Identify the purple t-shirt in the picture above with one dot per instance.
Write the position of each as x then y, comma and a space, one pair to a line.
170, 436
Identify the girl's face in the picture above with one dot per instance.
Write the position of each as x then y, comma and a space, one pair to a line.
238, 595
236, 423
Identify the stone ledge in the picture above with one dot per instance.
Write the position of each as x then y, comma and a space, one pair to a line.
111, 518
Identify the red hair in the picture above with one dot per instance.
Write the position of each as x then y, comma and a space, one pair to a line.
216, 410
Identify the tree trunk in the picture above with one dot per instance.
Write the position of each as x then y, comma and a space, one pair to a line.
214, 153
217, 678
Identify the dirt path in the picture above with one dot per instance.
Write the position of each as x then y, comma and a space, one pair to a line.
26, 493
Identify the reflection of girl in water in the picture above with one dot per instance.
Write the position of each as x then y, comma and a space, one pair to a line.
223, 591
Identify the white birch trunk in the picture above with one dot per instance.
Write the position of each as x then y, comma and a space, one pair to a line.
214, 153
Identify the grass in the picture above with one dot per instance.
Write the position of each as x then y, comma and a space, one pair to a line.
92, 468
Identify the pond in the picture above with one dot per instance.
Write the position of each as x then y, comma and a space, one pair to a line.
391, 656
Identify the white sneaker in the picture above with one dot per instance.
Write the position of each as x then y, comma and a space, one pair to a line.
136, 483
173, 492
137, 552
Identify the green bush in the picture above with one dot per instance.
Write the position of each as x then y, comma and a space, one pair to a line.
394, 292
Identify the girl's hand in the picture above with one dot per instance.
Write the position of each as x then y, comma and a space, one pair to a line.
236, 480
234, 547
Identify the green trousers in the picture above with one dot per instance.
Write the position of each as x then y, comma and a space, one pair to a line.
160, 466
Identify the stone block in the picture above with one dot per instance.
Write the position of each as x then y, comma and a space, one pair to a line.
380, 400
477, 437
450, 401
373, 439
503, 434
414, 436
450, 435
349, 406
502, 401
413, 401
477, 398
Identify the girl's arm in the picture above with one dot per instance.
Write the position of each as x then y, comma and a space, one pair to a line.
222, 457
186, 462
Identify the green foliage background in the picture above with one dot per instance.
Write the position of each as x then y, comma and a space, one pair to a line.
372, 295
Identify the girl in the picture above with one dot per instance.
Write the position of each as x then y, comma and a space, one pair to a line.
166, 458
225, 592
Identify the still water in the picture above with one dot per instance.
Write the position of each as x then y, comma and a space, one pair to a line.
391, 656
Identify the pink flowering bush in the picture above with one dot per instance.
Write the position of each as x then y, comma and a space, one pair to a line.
──────────
The problem. Write the material out again word for word.

Problem solution.
Identify the purple t-shirt in the picture above with one dot per instance.
Write the position of each as x then y, comma and a space, one pair to a line.
170, 436
Identify the girl's face in the picture above with one dot per instance.
Write the position of each as x then y, comma and a space, one pair to a line.
238, 595
236, 423
Identify the stone ledge in the picture above with one dot per instance.
Write the position of each as x then y, comma and a space, one pair to a line.
111, 518
Identify the red hair in the picture above with one dot per instance.
Write the position of each as x then y, comma and a space, one pair to a line.
216, 410
Identify the tree trunk in the picture above with one dot per instance.
Write the position of each as x then y, comma and a space, one pair to a line.
214, 153
217, 678
Identify the dirt path in the picture above with one dot per instance.
Write the position of each as x then y, comma and a space, one pair to a line.
26, 493
Identify the reflection of girl in water in the picture above with one dot per instance.
Write the position of each as x then y, comma and a space, one pair to a line.
223, 591
Identify the white birch trunk in the picture above with one dot per instance.
Write the position of each as x then y, comma and a space, one pair to a line.
214, 153
Identify the grass in the picture above with one dot per instance.
Write the position of each as x then y, comma and a space, one pair to a line.
92, 468
Identify the pond in the picture above with one dot per instance.
Write the position of each as x then y, comma and a space, one pair to a line.
391, 656
Identify the white sneaker in the picture above with one dot per instance.
Write the position of each as x then y, comma and a space, one pair to a line.
136, 483
173, 492
137, 552
Identify the green bush in the picture above with one dot per instance.
Write the position of each as x then y, comma and a space, one pair to a line.
394, 292
Identify the girl's hand in the picture above with one dot per instance.
Write the position of each as x then y, comma and a space, one pair to a line.
236, 480
234, 547
Identify the green trousers in the picture above with one dot per instance.
Write the position of each as x then y, comma and a space, one pair to a line.
160, 466
Identify the stone block in the picture above with one dot per instance.
Write the position of each as x then y, comma and a space, one pair to a line.
380, 400
477, 437
450, 401
373, 439
503, 434
414, 436
450, 435
349, 406
502, 401
413, 401
477, 398
Identify the girl's arm in the picture above with one dot per instance.
Write the position of each as x then y, comma and a space, one pair to a line.
222, 457
186, 462
Identify the green foliage background in the picture above with one dot per instance.
Write the position of each as x then y, comma and a space, one pair to a line.
372, 295
Identify the girl in the picture above with one dot per instance.
Write the position of each as x then y, comma and a space, one pair to a line.
166, 458
225, 592
Identify the still water in the picture above with one dot per instance.
Write the position of each as x then y, comma and a space, one pair to a line.
391, 656
Identify the pink flowering bush in the picture above with one dot per instance.
Write the position of each as x then y, comma and a space, one pair to a line.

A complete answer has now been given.